> [Records supplied]
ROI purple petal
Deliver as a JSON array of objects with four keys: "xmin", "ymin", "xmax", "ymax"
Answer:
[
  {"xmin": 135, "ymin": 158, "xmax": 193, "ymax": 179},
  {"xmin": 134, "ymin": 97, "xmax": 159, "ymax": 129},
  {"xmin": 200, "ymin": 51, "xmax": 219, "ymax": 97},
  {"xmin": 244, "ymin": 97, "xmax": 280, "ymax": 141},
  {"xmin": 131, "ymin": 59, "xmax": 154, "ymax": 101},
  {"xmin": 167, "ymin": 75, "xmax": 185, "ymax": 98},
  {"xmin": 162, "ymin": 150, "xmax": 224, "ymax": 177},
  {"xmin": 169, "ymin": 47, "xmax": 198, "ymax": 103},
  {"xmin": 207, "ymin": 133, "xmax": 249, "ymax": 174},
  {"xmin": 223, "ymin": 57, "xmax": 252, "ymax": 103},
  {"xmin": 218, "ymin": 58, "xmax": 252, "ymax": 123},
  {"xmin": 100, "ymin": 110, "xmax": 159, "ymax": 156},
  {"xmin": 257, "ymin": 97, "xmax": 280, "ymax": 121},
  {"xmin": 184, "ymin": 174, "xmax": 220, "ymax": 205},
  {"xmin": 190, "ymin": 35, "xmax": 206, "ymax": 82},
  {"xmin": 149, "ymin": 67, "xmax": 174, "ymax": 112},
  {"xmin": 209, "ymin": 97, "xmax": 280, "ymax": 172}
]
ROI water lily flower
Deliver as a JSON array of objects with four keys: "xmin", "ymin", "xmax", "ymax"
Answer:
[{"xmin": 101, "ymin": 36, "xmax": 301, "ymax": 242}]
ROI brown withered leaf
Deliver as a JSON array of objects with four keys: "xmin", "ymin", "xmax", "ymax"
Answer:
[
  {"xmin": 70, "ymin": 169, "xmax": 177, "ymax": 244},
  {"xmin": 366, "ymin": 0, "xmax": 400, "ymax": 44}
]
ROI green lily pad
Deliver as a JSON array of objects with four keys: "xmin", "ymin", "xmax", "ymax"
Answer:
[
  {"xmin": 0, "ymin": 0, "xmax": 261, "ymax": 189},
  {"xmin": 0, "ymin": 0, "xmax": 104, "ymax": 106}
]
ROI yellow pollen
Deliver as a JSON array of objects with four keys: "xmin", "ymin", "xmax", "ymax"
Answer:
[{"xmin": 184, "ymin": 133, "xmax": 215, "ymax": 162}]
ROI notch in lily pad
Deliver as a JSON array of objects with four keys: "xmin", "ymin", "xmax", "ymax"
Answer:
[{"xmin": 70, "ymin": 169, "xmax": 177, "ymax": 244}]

> [Exercise] What lines of the material above contain "lily"? Return each of them.

> [Your solution]
ROI water lily flower
ROI green lily pad
ROI notch in lily pad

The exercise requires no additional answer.